== TRECHO DO DOCUMENTO ==
######

Como um escritor tão escrachado, com uma linguagem erótica tão poderosa, pode ser tão conservador e, inclusive, carola? A explicação está na sensacional biografia “O Anjo Pornográfico — A Vida de Nelson Rodrigues”, de Ruy Castro. O jornalista explicita a contradição de um anjo que, igualmente, era, quando escrevia, demônio. Sua arte era Lúcifer (volúpia) e o homem, anjo (contenção). Pelo menos queria ser angelical e, de certo modo, era mesmo. Dada sua linguagem poderosa, ofensiva aos “bons costumes” e à moralidade de porta de igreja, o autor de “Perdoa-me Por Me Traíres” chegou a ser perseguido pelos censores. “Eu tive sete interdições, e ninguém se manifestou a meu favor. A direita, o centro e a esquerda estavam, então, contra o palavrão e a favor da interdição. Fui, durante anos, o único autor obsceno do teatro brasileiro. Os esquerdistas me chamavam de tarado”.

A questão-chave é: ainda que conservador, em termos políticos, Nelson Rodrigues era revolucionário como criador artístico. Não à toa Anthony Burgess, autor do romance “Laranja Mecânica” e crítico literário, escreveu que os grandes revolucionários da “forma”, os escritores inventivos, são (ou foram) quase todos, politicamente, conservadores.

Há quem aposte que cinema é entretenimento para adolescentes que os intelectuais transformaram em sétima arte para assistirem filmes, a rodo, sem passar vergonha. Nelson Rodrigues não discorda: “Cinema é subarte”. O crítico de cinema Lisandro Nogueira, que equipara Stanley Kubrick e Jean-Luc Godard (e, quem sabe, Claude Chabrol) a Proust, Claude Simon (dos franceses, depois de Stendhal, Flaubert, Proust e Gide, é o mais apreciável) e Joyce, talvez concorde com um comentário de Nelson Rodrigues: “Nem sei se o Cinema Novo tem coerência ou a unidade de um movimento orgânico”. A Víbora 2 (a 1ª é o jornalista Joel Silveira) sugere que o diretor (e autor?) Glauber Rocha era maior do que o Cinema Novo.

“O Brasil sempre teve um tom de catástrofe”

Mercadante conclui a entrevista com a pergunta “e o Brasil, Nelson, o Brasil vai bem?”. O dramaturgo apresenta sua leitura: “O Brasil sempre teve um tom de catástrofe, de quinto ato de uma tragédia bravíssima. Os militares estão fazendo uma experiência. Tomaram o poder e esse poder lhes foi imposto pela inépcia, pela burrice, pela imbecilidade das esquerdas. As esquerdas fizeram tudo isso e colocaram as Forças Armadas na obrigação elementar de intervir sumariamente porque o Brasil de Jango foi o Brasil do caos, do caos mais idiota, mais estéril, mais infecundo, que não conduziria a nada a não ser ao próprio caos. Os militares tiveram de intervir para que o Brasil não virasse uma China de Pearl Buck, uma China subliterária, onde todo homem é um animal político. Todo homem, menos os militares?, pergunto eu. O militar é um brasileiro digno como qualquer outro. Têm direito à vida política eles também. E eu me recuso a acreditar na incompetência dos militares. Eles estão devolvendo o juízo ao Brasil”.

######

== ENUNCIADO A ==
Duplique a passagem do trecho sobre Nelson Rodrigues que começa nas palavras "A questão-chave é: ainda" e vai até as palavras "todos, politicamente, conservadores.", inclusive.
== ENUNCIADO B ==
Segundo o trecho sobre Nelson Rodrigues, quantas interdições o próprio dramaturgo diz ter sofrido?
A listagem não tem nenhuma relação com o trecho sobre Nelson Rodrigues.

== SEÇÃO DE DADOS ==
######

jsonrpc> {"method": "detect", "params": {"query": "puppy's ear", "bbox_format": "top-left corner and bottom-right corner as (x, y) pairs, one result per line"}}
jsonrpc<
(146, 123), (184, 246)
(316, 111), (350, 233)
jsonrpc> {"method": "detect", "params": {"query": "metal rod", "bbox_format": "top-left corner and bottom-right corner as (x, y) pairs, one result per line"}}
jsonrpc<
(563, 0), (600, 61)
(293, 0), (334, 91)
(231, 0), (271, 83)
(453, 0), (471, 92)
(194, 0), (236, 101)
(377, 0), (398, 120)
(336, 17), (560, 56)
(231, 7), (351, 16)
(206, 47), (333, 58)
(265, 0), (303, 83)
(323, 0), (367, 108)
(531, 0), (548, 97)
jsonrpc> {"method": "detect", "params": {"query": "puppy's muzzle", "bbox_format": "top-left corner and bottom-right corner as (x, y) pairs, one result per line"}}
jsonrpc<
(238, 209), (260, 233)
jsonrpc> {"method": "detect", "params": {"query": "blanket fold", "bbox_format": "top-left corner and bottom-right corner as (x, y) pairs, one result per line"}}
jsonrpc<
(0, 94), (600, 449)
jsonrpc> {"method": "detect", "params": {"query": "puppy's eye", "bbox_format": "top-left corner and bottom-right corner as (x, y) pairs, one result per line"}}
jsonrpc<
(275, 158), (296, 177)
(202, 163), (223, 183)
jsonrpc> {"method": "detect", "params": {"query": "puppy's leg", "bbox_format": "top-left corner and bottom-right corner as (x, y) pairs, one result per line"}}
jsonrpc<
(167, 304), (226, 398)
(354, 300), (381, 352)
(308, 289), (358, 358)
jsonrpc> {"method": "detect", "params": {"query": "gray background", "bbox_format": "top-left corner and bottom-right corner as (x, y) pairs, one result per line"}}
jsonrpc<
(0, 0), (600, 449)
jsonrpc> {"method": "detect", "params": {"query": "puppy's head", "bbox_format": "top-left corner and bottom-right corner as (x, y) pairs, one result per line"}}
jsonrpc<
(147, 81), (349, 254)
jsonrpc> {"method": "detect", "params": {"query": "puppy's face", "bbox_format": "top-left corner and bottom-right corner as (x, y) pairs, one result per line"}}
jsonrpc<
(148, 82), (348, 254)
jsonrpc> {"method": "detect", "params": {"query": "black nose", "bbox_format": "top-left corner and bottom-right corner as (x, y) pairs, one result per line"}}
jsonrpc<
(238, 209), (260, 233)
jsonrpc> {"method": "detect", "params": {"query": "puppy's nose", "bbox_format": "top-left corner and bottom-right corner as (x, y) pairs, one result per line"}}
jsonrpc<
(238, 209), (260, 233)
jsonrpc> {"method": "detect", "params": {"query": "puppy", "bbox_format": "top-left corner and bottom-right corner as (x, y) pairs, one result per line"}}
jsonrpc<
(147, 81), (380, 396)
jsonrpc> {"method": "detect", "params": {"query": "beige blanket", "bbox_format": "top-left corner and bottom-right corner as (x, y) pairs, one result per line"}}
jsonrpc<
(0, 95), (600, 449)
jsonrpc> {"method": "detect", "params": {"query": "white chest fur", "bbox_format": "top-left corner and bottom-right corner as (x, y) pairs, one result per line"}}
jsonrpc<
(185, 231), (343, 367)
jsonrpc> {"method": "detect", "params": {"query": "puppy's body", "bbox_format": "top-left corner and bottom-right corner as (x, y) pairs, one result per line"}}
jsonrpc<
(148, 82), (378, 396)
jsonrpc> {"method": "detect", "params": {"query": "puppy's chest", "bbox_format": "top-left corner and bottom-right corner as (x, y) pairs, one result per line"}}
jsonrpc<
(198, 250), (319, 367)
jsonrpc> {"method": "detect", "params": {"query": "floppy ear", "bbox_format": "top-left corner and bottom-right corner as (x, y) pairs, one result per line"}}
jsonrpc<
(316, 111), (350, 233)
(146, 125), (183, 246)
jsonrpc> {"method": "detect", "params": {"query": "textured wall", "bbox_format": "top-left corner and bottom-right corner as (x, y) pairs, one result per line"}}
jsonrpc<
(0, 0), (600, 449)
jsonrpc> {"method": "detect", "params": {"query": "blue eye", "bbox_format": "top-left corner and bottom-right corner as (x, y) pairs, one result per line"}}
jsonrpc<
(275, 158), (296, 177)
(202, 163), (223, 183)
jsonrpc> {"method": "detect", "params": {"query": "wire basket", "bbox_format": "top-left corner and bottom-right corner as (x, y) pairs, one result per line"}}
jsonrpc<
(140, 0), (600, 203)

######

== RESPOSTA A ==
A questão-chave é: ainda que conservador, em termos políticos, Nelson Rodrigues era revolucionário como criador artístico. Não à toa Anthony Burgess, autor do romance “Laranja Mecânica” e crítico literário, escreveu que os grandes revolucionários da “forma”, os escritores inventivos, são (ou foram) quase todos, politicamente, conservadores.

== RESPOSTA B ==
Sete interdições.